The petitioner sufficiently established, too, that it did not ignore the respondents, contrary to their claims. As the records bear out, one of the respondents reported to the head office but only to claim his salary and to avail himself of a loan from the Social Security System (SSS);[21] and that another respondent, Oliver Martin, albeit notified of his endorsement to a new posting with a different client company,[22] did not report to the new posting.
Furthermore, assuming arguendo that when respondents reported to the human resource office and the company did not provide them with new assignments at that time, the six-month period had not yet lapsed. Note that the position paper submitted by the respondents to the NLRC was only received by the NLRC on December 11,2008. The reckoning of the end of the six-month period from the supposed termination (i.e., July and August 2008, the period when they were each given the "Notice to Return to Unit") would only be in January or February 2009.
Lastly, the CA erred in holding that the petitioner was guilty of providing the respondents with new assignments during the pendency of the proceedings. It appears, indeed, that by the time the respondents appealed their case in the NLRC, some of them had already gained regular employment as security guards elsewhere during their reserved status with the petitioner and prior to the lapse of the six-month period.
The new employments were indicated m their SSS employment history,[23] thusly:
The act of some of the respondents of gaining employment as security guards elsewhere constituted abandonment of their employment with the petitioner. Abandonment requires the concurrence of two elements, namely: one, the employee must have failed to report for work or must have been absent without valid or justifiable reason; and, two, there must have been a clear intention on the part of the employee to sever the employer-employee relationship manifested by some overt act.[24] Although mere absence or failure to report for work, even after notice to return, does not necessarily amount to abandonment, the law requires that there be clear proof of deliberate and unjustified intent on the part of the employee to sever the employer-employee relationship. Abandonment is a matter of intention and cannot be lightly presumed from certain equivocal acts. In other words, the operative act is still the employee's ultimate act of putting an end to his employment.[25]
Contrary to the findings of the CA, the respondents intended to sever their employer-employee relationship with the petitioner because they applied for and obtained employment with other security agencies while they were on reserved status. Their having done so constituted a clear and unequivocal intent to abandon and sever their employment with the petitioner. Thereby, the filing of their complaint for illegal dismissal was inconsistent with the established fact of their abandonment.
WHEREFORE, the Court GRANTS the petition for review on certiorari; REVERSES and SETS ASIDE the decision promulgated on March 1, 2011; and REINSTATES the decision of the Labor Arbiter dismissing the complaint for illegal dismissal.

• **Instruction**
From the final paragraph of the ruling above, list each action the Court takes, one per line.

• **Records**

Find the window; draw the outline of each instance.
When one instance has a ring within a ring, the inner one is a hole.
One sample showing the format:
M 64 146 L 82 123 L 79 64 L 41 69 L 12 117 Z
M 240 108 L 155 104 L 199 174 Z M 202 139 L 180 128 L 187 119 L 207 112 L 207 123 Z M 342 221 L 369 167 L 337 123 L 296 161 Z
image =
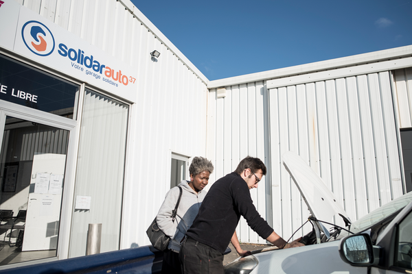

• **Problem solution**
Grants the petition for review on certiorari
Reverses and sets aside the decision promulgated on March 1, 2011
Reinstates the decision of the Labor Arbiter dismissing the complaint for illegal dismissal